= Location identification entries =
::::

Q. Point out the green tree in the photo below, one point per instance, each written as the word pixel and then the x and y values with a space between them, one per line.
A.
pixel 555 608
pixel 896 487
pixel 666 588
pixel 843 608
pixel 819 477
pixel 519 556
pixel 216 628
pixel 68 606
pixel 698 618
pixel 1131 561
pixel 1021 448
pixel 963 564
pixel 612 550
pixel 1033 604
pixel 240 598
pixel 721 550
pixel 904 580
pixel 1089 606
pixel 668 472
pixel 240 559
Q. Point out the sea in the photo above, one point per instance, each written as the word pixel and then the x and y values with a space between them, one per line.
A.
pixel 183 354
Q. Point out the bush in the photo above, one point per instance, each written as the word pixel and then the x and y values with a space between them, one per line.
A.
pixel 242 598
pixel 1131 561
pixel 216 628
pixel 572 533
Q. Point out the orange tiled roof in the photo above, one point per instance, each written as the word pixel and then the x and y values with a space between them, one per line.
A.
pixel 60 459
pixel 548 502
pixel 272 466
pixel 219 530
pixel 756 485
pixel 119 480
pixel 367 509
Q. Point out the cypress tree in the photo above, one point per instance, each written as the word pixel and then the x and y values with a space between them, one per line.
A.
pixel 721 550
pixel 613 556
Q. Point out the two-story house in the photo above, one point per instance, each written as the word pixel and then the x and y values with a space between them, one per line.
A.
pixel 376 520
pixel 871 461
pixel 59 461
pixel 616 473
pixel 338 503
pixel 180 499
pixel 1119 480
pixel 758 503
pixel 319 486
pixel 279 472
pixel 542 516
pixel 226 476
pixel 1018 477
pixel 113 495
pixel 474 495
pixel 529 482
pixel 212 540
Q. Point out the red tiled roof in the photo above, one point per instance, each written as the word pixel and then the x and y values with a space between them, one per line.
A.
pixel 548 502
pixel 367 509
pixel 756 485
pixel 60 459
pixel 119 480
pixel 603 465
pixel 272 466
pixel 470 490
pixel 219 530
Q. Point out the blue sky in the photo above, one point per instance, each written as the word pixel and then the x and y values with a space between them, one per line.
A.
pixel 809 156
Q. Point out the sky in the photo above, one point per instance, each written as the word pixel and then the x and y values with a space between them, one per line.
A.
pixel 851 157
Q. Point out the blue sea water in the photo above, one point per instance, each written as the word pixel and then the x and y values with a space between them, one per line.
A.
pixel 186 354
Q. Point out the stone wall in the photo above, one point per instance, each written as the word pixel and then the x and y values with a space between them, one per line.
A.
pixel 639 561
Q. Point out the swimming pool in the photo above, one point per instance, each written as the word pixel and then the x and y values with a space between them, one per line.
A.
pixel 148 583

::::

= Exercise task =
Your task is to print the whole listing again exactly.

= Full output =
Q. Point out the green tree in the photo below, one point per instance, each written as the word pixel and then the x and y values with a space between them, one per line.
A.
pixel 555 608
pixel 896 487
pixel 666 588
pixel 843 608
pixel 819 477
pixel 519 556
pixel 216 628
pixel 68 606
pixel 698 618
pixel 1131 561
pixel 1021 448
pixel 963 564
pixel 612 550
pixel 1033 604
pixel 240 598
pixel 721 550
pixel 904 580
pixel 1089 606
pixel 668 472
pixel 240 559
Q. Point out the sea in the photo above, one point per instance, each written as the word pixel and then the x and y values with a space between them, one per line.
A.
pixel 183 354
Q. Point out the bush in the photo above, one point per instance, each written as the word pixel and then the x and y values with a space between them, one per line.
A.
pixel 242 598
pixel 1131 561
pixel 216 628
pixel 572 533
Q. Point out the orange tiled roof in the photo above, one point per instance, each written as the word pixel and then the x and y values with a space between them, one per line.
A.
pixel 60 459
pixel 548 502
pixel 272 466
pixel 219 530
pixel 756 485
pixel 119 480
pixel 367 509
Q. Point out the cypress tree in the photo above, one point per instance, each written as the word pixel and then the x and y values with a space between them, one per line.
A.
pixel 721 550
pixel 613 556
Q. Point out the two-story house in the photo above, one point per instance, each written as the word pixel and then the x and y values with a space between them, one per line.
A.
pixel 376 520
pixel 871 461
pixel 59 461
pixel 616 473
pixel 338 503
pixel 180 499
pixel 1119 480
pixel 758 503
pixel 319 486
pixel 279 472
pixel 542 516
pixel 226 476
pixel 1018 477
pixel 113 495
pixel 474 495
pixel 529 482
pixel 212 540
Q. Point out the red tiled roof in the photo above, one point per instance, each written as the word pixel and then the x and y values with a space between them, one per line.
A.
pixel 548 502
pixel 367 509
pixel 756 485
pixel 60 459
pixel 119 480
pixel 603 465
pixel 272 466
pixel 470 490
pixel 219 530
Q. Point out the blue sky in the photo above, one point per instance, each written as the word pixel and then the x and y values with a space between them, one per line.
A.
pixel 809 156
Q. Point out the sky in the photo above, one point per instance, each written as the word pixel and then the x and y values with a space between them, one per line.
A.
pixel 851 157
Q. Point out the blue sea water in the photo above, one point per instance, each written as the word pixel and then the x and y values with a space between them, one per line.
A.
pixel 186 354
Q. Point out the stone wall in the photo above, one point per instance, each written as the word pixel and then the x and y values with a space between them, one per line.
A.
pixel 639 561
Q. Point out the swimming pool in the photo above, one point per instance, each written as the word pixel and then the x and y values with a space between them, one per line.
A.
pixel 148 583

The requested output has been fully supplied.